» Kaynak Metin
+++++

Hayrettin Karaman; “Adil Düzen’de, düzenler ayrılırken “Adil Dini Düzen” tabirinin yanlış olduğunu, “din”in diğer bütün düzenleri de içerdiğini ifade etmiştir.” demektedir.
Kur’an’ın kelimeleri zamanla mânâlarını değiştirmiştir. Mesela “İslâm” deyince yalnız “Kur’an düzeni” anlaşılmaktadır. Oysa “İslâm” tüm ilâhi düzenin adıdır. Hazreti Adem’den kıyamete kadar ne kadar hak düzen gelmişse hepsi İslâm’dır. “Din” deyince de sadece iman, ibadet ve ahlâk anlaşılmaktadır. Oysa “din” demek “düzen” demektir. İman, ibadet ve ahlâkı içerdiği gibi ilmi, ekonomiyi ve siyaseti de içermektedir. Kur’an’daki mânâsı budur. Bugün ise “din” deyince iman, ibadet ve ahlâk anlaşılmaktadır. Başka çare bulamadığımız için biz de dini bu mânâda kullandık. Kur’an onun ilk uygulaması olan sünneti, icmalarla anlaşılan kesin hükümleri, içtihatlarla sabit olan amelî hükümlerin tümü İslâm dini içinde mündemiçtir. Türkçesi ise barış düzeninde yer alır.
Tevrat yalnız İslâm şeriatını içerir.
İncil yalnız İslâm minhacını içerir.

+++++

» Çıkarılan Satırlar
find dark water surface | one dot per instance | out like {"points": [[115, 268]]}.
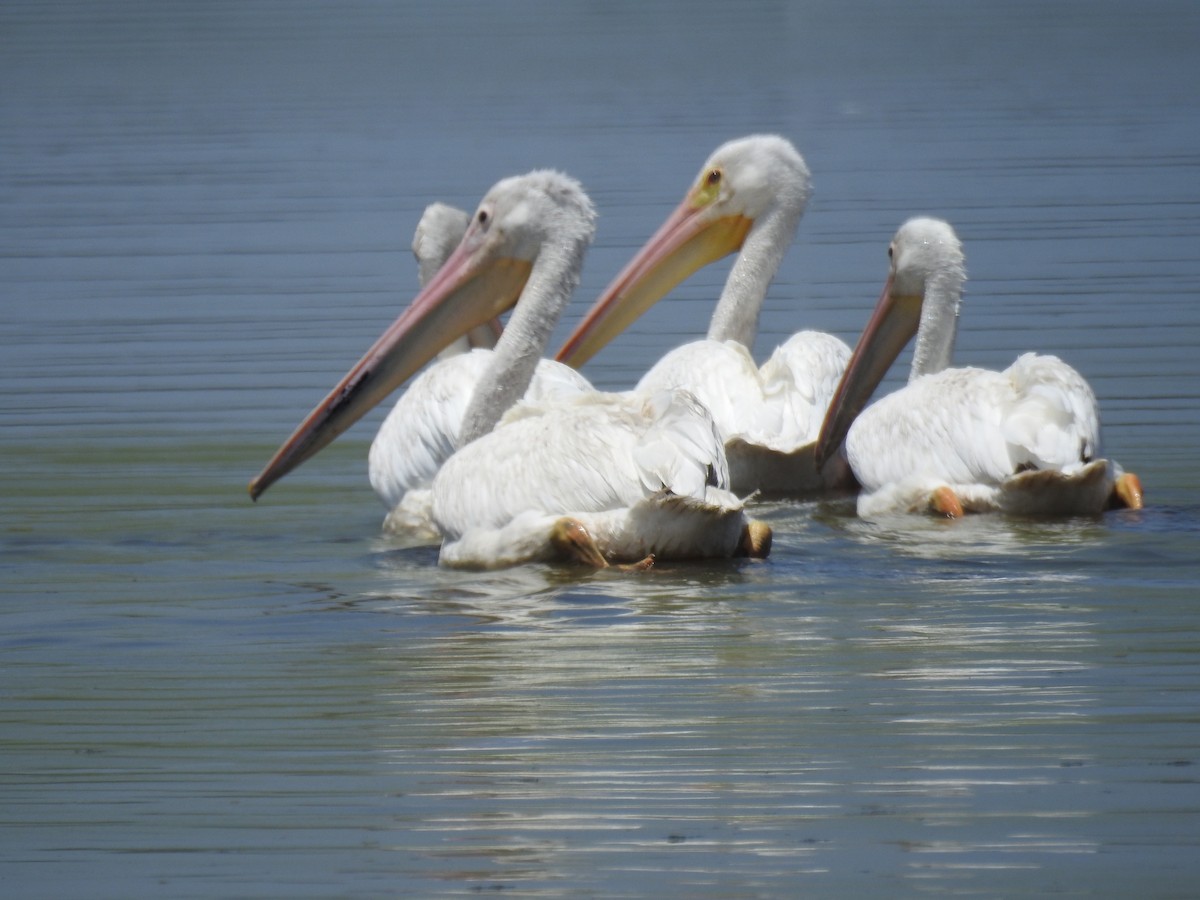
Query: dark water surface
{"points": [[205, 217]]}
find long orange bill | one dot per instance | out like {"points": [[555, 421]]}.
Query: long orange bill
{"points": [[468, 291], [688, 240], [892, 325]]}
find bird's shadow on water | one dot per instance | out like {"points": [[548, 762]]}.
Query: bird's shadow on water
{"points": [[412, 581]]}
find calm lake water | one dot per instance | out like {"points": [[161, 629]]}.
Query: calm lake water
{"points": [[205, 219]]}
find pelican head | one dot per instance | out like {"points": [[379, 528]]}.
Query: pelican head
{"points": [[483, 277], [743, 186], [921, 297]]}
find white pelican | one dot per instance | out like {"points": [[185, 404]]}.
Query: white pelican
{"points": [[1025, 441], [421, 431], [749, 197], [598, 479]]}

+++++

» Zorunlu Görev A
Kaynak metinde "din" kelimesinin Kur'an'daki mânâsıyla içerdiği söylenen alanların tamamını listeleyin.
» Zorunlu Görev B
Kaynak metne göre Tevrat neyi içerir?

» Alıştırma Sonucu A
İman, ibadet, ahlâk, ilim, ekonomi, siyaset

» Alıştırma Sonucu B
Tevrat yalnız İslâm şeriatını içerir.